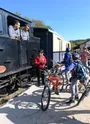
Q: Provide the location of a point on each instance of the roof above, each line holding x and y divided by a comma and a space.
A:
87, 40
51, 32
15, 15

-=-=-=-=-

Exercise instructions
Rewrite the lines above as a numbered list, dropping any blank lines and leaving the pictures out of your answer.

Final result
1. Q: Provide the location of a point on each instance of the roof above, each line holding x and y divided by a comma and a space.
2. A:
3. 87, 40
4. 51, 32
5. 15, 15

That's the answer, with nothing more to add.